* [WRITTEN PROBLEM]: Copy out the lines of the listing below, from the line with "the decorative arch" to the line with "point(84, 91)", both included, and reproduce them character for character.

* [DATA SUPPLIED]:
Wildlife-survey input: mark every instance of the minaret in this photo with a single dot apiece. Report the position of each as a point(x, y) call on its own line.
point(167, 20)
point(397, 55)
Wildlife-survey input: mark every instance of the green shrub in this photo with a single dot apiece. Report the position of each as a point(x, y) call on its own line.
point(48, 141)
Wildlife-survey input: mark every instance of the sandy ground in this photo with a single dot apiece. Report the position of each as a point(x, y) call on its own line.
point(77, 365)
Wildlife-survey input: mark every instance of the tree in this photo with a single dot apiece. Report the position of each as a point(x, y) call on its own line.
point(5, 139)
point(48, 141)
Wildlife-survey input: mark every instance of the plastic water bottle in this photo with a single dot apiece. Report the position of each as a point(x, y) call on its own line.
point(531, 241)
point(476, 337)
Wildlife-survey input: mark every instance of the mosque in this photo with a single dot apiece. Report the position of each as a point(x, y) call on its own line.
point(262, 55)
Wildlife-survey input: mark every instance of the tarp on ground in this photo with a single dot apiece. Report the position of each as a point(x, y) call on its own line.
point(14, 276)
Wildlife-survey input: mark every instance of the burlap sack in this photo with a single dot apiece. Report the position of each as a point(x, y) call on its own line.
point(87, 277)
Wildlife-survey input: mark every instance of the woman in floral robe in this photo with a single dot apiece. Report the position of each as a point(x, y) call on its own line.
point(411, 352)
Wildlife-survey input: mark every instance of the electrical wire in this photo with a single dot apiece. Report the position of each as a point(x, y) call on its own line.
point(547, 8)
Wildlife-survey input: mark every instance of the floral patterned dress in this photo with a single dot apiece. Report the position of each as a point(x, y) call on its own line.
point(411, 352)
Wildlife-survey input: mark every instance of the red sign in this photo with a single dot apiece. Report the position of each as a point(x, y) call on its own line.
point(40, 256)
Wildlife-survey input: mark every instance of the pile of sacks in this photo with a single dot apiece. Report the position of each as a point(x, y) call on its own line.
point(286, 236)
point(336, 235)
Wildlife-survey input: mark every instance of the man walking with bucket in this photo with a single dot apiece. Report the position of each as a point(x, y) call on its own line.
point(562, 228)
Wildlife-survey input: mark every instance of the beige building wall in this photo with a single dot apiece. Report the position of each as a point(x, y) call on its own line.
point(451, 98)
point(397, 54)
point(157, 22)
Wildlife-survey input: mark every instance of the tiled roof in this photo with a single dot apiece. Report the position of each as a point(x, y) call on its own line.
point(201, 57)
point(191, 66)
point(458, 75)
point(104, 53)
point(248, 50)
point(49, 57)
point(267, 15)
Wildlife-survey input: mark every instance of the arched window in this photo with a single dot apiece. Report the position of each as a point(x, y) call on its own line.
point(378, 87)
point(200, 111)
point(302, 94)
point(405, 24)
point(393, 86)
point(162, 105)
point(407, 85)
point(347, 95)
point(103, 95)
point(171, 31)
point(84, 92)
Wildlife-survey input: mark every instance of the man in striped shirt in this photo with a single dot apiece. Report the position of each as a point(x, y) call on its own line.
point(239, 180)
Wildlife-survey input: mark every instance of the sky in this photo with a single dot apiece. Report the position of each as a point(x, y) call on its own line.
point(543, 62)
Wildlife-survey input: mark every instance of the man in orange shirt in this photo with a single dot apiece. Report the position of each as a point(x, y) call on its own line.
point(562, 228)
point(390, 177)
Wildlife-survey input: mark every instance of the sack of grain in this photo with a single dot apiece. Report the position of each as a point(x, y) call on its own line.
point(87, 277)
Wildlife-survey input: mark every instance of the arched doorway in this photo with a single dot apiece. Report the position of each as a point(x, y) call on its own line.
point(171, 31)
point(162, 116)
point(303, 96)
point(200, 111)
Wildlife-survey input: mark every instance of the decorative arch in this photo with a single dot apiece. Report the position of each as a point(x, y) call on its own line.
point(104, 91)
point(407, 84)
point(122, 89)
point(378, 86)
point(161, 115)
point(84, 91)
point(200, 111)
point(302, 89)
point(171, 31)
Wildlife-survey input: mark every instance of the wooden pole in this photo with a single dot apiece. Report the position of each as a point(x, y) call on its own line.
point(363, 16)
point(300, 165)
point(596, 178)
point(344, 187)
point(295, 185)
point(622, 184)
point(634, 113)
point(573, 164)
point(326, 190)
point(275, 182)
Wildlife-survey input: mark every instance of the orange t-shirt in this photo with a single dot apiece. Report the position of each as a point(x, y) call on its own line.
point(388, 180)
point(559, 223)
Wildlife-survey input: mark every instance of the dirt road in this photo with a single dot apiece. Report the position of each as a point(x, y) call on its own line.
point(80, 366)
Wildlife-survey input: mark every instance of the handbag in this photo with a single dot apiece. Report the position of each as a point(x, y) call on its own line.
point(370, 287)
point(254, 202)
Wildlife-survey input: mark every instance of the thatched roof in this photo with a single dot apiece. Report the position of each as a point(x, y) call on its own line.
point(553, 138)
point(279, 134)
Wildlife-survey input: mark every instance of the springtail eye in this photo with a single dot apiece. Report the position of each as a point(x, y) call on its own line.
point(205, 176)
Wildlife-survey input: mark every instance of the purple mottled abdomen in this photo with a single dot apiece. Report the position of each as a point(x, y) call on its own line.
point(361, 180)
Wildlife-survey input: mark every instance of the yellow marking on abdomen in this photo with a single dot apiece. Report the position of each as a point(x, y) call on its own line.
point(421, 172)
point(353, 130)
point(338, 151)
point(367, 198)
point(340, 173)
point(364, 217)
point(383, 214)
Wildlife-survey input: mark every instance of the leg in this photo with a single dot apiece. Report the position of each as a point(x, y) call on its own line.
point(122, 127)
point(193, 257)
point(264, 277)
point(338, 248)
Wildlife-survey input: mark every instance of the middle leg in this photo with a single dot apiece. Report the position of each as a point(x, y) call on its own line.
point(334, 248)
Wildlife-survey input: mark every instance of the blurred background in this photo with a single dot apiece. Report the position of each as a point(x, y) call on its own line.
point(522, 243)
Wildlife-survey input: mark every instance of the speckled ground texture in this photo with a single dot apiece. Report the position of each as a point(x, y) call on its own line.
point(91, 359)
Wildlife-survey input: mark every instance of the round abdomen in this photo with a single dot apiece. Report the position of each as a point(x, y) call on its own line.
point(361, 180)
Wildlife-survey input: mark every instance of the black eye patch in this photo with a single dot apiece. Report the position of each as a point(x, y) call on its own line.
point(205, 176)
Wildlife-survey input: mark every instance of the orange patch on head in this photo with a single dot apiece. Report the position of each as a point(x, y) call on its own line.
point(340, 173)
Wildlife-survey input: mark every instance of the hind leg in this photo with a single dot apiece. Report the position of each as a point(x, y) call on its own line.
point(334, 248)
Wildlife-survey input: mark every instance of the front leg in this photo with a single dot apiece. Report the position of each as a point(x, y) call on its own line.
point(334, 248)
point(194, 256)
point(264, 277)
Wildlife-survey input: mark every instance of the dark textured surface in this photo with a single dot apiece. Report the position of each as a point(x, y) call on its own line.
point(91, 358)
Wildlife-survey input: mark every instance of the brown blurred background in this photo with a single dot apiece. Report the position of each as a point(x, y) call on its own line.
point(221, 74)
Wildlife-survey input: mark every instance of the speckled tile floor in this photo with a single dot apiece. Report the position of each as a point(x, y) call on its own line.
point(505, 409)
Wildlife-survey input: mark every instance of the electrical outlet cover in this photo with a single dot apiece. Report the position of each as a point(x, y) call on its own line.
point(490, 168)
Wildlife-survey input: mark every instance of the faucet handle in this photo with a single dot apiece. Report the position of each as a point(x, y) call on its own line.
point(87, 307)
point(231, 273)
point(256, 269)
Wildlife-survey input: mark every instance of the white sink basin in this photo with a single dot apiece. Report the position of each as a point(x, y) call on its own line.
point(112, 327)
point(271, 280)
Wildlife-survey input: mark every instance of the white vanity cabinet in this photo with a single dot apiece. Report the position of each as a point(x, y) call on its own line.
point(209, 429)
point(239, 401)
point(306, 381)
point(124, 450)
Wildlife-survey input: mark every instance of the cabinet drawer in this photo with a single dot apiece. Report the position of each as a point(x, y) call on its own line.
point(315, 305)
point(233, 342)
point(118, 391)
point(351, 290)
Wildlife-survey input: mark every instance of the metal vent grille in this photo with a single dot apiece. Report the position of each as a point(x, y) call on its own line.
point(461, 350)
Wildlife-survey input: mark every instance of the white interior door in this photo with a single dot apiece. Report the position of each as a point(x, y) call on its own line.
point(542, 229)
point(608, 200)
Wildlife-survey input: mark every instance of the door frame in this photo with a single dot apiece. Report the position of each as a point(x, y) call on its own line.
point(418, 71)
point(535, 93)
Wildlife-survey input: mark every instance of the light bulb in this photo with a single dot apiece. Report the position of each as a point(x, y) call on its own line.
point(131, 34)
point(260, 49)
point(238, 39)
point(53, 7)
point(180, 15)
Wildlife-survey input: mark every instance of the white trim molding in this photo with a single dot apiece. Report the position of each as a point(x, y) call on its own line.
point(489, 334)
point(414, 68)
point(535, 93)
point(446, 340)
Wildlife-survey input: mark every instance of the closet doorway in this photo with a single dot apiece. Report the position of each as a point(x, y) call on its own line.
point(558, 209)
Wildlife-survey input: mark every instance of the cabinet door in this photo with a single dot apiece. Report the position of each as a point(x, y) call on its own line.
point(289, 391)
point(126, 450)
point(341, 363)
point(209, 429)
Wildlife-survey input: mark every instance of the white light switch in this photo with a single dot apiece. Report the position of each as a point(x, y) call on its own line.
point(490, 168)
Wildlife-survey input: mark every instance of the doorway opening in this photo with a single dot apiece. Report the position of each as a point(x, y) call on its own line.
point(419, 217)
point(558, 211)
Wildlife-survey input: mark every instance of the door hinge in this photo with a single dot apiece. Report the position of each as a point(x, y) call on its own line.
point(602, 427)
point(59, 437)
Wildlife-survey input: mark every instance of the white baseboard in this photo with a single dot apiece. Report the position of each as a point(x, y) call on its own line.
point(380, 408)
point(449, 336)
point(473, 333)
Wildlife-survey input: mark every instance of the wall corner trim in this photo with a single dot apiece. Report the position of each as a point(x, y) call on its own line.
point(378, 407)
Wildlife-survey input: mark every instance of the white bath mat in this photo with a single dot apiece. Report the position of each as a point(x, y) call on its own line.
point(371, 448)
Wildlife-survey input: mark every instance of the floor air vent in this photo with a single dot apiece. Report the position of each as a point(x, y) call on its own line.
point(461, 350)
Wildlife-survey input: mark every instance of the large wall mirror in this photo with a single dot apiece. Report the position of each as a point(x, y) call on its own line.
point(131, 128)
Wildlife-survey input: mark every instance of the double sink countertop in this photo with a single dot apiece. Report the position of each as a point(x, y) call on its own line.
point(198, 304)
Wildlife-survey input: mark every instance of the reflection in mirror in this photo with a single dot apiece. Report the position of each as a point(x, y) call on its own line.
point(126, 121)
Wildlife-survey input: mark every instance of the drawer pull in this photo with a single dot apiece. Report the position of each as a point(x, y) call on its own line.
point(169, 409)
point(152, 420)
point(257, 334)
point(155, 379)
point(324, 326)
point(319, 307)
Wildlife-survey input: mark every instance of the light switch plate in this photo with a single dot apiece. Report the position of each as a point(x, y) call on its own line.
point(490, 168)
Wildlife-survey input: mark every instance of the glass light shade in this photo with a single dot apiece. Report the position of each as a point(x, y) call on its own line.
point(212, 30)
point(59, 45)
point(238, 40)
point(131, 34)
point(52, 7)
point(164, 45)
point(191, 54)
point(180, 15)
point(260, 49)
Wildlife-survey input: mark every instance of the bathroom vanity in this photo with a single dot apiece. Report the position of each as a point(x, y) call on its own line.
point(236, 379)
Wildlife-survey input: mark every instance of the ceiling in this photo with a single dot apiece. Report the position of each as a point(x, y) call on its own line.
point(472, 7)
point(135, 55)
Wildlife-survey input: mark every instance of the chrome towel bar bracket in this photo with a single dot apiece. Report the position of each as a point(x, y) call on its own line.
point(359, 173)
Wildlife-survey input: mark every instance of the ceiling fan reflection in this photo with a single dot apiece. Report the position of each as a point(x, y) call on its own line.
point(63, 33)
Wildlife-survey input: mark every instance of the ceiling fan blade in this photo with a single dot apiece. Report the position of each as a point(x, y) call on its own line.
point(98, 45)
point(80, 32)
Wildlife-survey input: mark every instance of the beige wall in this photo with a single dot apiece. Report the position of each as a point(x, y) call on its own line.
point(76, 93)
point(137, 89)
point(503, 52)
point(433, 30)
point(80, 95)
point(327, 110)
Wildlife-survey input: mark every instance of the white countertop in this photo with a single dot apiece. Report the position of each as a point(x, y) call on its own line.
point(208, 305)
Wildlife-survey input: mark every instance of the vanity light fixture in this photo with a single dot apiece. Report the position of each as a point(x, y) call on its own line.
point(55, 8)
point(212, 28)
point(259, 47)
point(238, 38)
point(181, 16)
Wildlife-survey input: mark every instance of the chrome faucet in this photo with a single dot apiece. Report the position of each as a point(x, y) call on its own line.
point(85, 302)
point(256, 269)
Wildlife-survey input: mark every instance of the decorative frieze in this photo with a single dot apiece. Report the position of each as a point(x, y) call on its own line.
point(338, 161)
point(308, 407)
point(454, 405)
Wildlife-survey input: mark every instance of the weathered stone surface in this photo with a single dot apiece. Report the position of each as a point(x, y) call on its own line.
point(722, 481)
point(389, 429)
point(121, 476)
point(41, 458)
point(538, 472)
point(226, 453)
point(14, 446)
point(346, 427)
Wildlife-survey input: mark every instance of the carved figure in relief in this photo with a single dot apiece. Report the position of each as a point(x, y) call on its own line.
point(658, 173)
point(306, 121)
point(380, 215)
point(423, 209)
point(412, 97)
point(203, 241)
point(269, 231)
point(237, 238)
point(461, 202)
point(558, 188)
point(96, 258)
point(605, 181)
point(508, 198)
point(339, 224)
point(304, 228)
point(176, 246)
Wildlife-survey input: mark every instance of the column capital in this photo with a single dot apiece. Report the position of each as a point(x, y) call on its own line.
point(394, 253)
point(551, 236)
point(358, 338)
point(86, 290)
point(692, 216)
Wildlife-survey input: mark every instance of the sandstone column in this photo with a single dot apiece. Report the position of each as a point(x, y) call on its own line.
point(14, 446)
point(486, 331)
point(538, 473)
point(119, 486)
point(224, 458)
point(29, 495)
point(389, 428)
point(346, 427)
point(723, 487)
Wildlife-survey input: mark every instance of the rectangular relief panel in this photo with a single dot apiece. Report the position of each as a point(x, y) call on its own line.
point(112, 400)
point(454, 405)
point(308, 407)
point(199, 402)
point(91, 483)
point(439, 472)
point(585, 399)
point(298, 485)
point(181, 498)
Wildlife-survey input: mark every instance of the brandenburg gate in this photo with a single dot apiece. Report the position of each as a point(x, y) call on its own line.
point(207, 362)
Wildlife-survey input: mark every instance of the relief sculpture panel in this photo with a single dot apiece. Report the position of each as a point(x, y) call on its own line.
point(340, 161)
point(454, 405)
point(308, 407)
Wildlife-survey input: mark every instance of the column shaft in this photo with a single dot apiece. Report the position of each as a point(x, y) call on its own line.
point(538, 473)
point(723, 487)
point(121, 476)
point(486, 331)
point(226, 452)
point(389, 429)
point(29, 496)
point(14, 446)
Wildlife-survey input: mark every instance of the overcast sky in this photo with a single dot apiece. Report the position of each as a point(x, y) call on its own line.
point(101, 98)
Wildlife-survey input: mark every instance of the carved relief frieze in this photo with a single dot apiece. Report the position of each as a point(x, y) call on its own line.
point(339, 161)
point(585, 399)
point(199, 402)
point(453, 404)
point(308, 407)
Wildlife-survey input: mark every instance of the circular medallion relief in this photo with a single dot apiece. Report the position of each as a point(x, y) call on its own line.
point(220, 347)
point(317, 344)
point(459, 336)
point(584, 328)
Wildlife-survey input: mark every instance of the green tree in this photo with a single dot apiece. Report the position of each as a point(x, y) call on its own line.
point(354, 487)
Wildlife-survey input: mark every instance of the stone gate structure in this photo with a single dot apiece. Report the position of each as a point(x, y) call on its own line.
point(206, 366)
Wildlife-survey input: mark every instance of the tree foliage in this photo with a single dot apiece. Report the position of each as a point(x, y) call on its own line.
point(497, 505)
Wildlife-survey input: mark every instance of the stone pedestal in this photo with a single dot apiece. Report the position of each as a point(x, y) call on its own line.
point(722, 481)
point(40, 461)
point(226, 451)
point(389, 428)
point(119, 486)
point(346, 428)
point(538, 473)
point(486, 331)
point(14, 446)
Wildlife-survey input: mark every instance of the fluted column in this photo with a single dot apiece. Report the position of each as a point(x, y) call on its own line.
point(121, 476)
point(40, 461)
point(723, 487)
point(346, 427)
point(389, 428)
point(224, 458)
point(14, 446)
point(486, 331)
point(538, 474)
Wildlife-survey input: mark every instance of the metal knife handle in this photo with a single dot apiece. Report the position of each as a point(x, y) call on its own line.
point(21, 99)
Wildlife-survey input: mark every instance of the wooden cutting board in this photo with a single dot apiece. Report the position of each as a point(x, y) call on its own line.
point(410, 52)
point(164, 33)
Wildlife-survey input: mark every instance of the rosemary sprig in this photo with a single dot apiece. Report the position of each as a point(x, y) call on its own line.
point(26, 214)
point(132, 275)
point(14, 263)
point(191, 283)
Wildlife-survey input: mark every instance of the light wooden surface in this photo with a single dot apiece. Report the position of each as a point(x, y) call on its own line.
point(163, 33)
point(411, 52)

* [RESULT FOR THIS EXERCISE]:
Wildlife-survey input: mark every instance of the decorative arch in this photo with a single dot apiece. Report the position of each as a point(x, y) call on its own line.
point(104, 91)
point(407, 84)
point(122, 89)
point(378, 86)
point(161, 115)
point(84, 91)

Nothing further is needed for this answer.